** Supplied records follows **

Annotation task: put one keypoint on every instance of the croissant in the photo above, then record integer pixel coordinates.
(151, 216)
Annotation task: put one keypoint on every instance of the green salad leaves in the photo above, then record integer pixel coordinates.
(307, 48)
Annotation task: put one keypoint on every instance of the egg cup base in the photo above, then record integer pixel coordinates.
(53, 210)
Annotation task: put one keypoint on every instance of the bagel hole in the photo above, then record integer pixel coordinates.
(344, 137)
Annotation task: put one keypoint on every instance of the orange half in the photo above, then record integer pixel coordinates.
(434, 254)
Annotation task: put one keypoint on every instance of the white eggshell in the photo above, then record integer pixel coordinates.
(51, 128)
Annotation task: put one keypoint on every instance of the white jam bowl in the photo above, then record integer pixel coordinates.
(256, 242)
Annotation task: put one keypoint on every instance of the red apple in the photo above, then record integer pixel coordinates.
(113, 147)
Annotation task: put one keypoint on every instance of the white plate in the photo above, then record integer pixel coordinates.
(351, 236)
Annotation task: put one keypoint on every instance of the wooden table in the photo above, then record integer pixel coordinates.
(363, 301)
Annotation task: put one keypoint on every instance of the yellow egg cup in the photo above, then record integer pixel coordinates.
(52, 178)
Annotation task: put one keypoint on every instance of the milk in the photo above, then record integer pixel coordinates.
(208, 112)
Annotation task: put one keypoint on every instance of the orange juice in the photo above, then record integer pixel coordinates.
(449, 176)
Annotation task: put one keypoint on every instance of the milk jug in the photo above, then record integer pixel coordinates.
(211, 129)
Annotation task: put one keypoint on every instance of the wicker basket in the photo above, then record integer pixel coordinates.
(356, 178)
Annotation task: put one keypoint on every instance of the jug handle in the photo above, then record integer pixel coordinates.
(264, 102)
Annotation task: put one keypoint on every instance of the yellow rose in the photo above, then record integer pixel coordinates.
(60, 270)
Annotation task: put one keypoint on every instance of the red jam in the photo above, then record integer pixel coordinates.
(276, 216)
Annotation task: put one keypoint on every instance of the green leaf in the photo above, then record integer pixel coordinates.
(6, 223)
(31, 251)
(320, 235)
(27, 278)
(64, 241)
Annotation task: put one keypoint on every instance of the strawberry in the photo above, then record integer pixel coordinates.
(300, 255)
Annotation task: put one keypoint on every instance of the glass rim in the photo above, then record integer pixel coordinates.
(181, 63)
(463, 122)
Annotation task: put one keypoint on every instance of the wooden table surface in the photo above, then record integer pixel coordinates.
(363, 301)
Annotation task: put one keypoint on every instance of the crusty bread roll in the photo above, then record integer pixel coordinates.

** End of Supplied records **

Your objective:
The lines to output run from the one containing "the red jam" through the last line of the records above; repeat them exactly and nothing more.

Exercise response:
Annotation task: put one keypoint on every instance of the red jam in the photo above, then record integer pixel coordinates.
(276, 216)
Annotation task: put one keypoint on every instance of the green leaf in the photo above, then record integer pixel coordinates.
(6, 223)
(31, 251)
(320, 235)
(27, 278)
(64, 241)
Annotation task: put one keypoint on every instance of the strawberry in the photo above, then record integer pixel coordinates.
(300, 255)
Annotation task: put one keypoint on every instance of the glass rim in the photo above, then record integer pixel coordinates.
(181, 63)
(463, 122)
Annotation task: put one keypoint on every instance of the wooden table surface in the photo above, then record integer pixel coordinates.
(363, 301)
Annotation task: put one keypoint on every instance of the crusty bread roll in the photo above, then record integer pixel coordinates.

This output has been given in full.